*** Opening of RECORDS FOR THIS TASK ***

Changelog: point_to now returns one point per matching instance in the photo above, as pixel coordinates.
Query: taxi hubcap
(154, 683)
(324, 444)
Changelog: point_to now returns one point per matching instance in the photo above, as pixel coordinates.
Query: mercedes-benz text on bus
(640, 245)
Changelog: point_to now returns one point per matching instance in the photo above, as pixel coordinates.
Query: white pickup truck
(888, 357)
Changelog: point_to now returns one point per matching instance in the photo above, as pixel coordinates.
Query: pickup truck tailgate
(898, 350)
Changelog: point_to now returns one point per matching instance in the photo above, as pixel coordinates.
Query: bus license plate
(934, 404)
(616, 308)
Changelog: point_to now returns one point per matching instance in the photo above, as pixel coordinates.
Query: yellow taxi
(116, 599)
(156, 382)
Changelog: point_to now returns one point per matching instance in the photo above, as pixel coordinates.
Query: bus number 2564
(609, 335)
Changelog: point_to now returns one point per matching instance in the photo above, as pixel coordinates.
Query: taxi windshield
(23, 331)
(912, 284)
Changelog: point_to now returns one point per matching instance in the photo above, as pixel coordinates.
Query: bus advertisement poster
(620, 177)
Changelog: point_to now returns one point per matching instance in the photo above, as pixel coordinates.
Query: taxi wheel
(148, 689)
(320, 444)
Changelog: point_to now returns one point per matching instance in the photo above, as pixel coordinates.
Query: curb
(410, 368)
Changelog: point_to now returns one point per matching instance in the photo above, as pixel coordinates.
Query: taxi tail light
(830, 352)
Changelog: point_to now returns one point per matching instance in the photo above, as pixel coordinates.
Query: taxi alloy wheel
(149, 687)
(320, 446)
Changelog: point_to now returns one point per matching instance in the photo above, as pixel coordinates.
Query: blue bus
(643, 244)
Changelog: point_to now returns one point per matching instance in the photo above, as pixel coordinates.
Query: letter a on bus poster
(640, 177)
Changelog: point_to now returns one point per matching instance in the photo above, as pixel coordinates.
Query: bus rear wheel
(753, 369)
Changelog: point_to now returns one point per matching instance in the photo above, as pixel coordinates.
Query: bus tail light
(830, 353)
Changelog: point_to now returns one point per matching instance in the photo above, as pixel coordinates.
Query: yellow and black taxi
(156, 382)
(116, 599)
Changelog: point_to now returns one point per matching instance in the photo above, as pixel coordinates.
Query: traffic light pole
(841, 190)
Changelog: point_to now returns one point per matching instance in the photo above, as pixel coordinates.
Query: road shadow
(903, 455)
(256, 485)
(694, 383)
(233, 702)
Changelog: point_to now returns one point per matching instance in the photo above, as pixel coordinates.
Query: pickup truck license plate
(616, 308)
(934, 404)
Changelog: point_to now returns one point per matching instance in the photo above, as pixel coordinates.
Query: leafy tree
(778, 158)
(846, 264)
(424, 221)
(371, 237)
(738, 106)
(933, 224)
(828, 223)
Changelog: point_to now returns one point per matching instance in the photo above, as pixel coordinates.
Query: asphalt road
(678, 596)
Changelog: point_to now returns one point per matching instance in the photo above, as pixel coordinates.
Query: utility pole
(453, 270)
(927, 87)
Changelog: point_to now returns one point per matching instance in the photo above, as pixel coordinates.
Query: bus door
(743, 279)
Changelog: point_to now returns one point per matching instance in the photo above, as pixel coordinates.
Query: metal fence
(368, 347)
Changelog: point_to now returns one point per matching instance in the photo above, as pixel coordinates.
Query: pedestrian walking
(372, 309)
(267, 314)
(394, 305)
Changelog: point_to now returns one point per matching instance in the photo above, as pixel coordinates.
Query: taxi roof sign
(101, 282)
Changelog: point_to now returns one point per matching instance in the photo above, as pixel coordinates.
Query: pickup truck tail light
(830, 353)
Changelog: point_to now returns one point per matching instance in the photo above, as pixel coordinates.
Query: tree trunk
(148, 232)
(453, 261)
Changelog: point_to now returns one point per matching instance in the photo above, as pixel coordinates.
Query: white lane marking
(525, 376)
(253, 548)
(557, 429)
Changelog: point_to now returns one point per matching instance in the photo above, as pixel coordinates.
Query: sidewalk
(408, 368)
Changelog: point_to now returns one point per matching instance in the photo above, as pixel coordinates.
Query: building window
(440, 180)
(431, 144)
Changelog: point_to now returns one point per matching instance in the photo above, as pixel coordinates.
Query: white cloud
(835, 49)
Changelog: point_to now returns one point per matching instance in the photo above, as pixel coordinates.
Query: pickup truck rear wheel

*** Close of RECORDS FOR THIS TASK ***

WHAT YOU HAVE TO DO: All of the entries above should be written out verbatim.

TASK RESULT:
Changelog: point_to now returns one point per matching instance in the photo above, as pixel coordinates.
Query: taxi hubcap
(154, 683)
(324, 444)
Changelog: point_to now returns one point per matching instance in the photo above, as pixel coordinates.
Query: mercedes-benz text on bus
(640, 245)
Changelog: point_to now returns one point per matching instance in the photo above, as pixel coordinates.
Query: white pickup truck
(888, 357)
Changelog: point_to now returns one point per matching instance in the photo above, as pixel coordinates.
Query: pickup truck tailgate
(898, 350)
Changelog: point_to now returns one point per matching instance in the photo above, as pixel coordinates.
Query: bus license plate
(934, 404)
(616, 308)
Changelog: point_to now returns one point per matching instance in the photo above, as pixel coordinates.
Query: yellow taxi
(116, 599)
(156, 382)
Changelog: point_to now returns one point per matching instance in the photo above, as pixel coordinates.
Query: bus number 2564
(609, 335)
Changelog: point_to now returns one point per matching instance in the photo above, as pixel coordinates.
Query: taxi windshield
(23, 331)
(912, 284)
Changelog: point_to now returns one point per matching instance in the photo above, as pixel coordinates.
Query: bus advertisement poster
(620, 177)
Changelog: point_to now returns one point per matching instance in the photo above, as pixel coordinates.
Query: taxi wheel
(148, 689)
(320, 444)
Changelog: point_to now returns one point per matching instance in the photo above, as pixel coordinates.
Query: curb
(410, 368)
Changelog: point_to now returns one point per matching instance in the photo above, as pixel coordinates.
Query: taxi tail light
(830, 352)
Changelog: point_to now returns one point per matching instance in the photo above, as pixel coordinates.
Query: taxi alloy wheel
(149, 687)
(320, 446)
Changelog: point_to now returns one point per matching instance in the photo above, as pixel coordinates.
Query: blue bus
(643, 244)
Changelog: point_to now returns one point per matching instance in the photo above, as pixel coordinates.
Query: letter a on bus poster
(640, 177)
Changelog: point_to now returns one point per matching instance in the photo above, as pixel coordinates.
Query: bus rear wheel
(753, 369)
Changelog: point_to now returns one point per matching instance in the photo above, as pixel coordinates.
Query: bus tail light
(830, 353)
Changelog: point_to now returns one point per matching instance in the photo above, as pixel coordinates.
Query: yellow and black taxi
(156, 382)
(116, 599)
Changelog: point_to now returns one point per matching instance in the photo above, as pixel coordinates.
Query: traffic light pole
(841, 190)
Changelog: point_to now returns one point per matching instance in the photo above, as pixel coordinates.
Query: road shadow
(903, 455)
(256, 485)
(694, 383)
(233, 702)
Changelog: point_to now returns one point per matching instance in the photo above, as pixel coordinates.
Query: pickup truck license plate
(616, 308)
(934, 404)
Changelog: point_to now returns one point per matching instance in the photo above, as pixel coordinates.
Query: leafy tree
(778, 158)
(846, 264)
(424, 221)
(371, 237)
(738, 106)
(933, 224)
(828, 223)
Changelog: point_to now returns one point per matching instance in the photo above, as pixel coordinates.
Query: asphalt road
(678, 596)
Changelog: point_to now returns one point per matching instance in the photo above, as pixel coordinates.
Query: utility pole
(453, 270)
(927, 87)
Changelog: point_to now returns one point per matching instance in the photo above, as pixel coordinates.
Query: bus door
(743, 279)
Changelog: point_to now returns one point per matching instance in the photo above, as pixel coordinates.
Query: metal fence
(368, 347)
Changelog: point_to now returns one point per matching instance in the photo above, as pixel coordinates.
Query: pedestrian walking
(372, 309)
(267, 314)
(394, 305)
Changelog: point_to now returns one point per matching instance in the photo above, as pixel coordinates.
Query: taxi roof sign
(101, 282)
Changelog: point_to now returns one point per matching instance in the photo above, as pixel coordinates.
Query: pickup truck tail light
(830, 353)
Changelog: point_to now returns one point per matching instance in the photo above, as pixel coordinates.
Query: tree trunk
(148, 232)
(453, 261)
Changelog: point_to now returns one point per matching instance in the photo above, as pixel coordinates.
Query: white lane marking
(525, 376)
(253, 548)
(557, 429)
Changelog: point_to now returns one point per matching instance in the photo above, as pixel coordinates.
Query: sidewalk
(408, 368)
Changelog: point_to now returns one point per matching instance in the photo above, as pixel coordinates.
Query: building window
(440, 180)
(431, 144)
Changelog: point_to now returns one point per matching instance in the photo above, as pixel coordinates.
Query: white cloud
(835, 49)
Changelog: point_to now returns one point per matching instance in the photo above, as pixel coordinates.
Query: pickup truck rear wheel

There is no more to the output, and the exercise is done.